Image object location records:
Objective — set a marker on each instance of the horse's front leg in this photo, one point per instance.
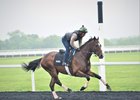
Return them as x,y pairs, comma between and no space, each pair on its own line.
92,74
85,85
81,74
57,81
52,83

* [GIVEN EXERCISE] Copy these records back line for line, leaving out the pictures.

* [EXERCISE OUTPUT]
Objective — set a marker on each instance of the horse's front leg in this photo, one point per instance.
Return them as x,y pairs, comma between and no space, each pair on its own line.
92,74
85,85
81,74
57,81
52,83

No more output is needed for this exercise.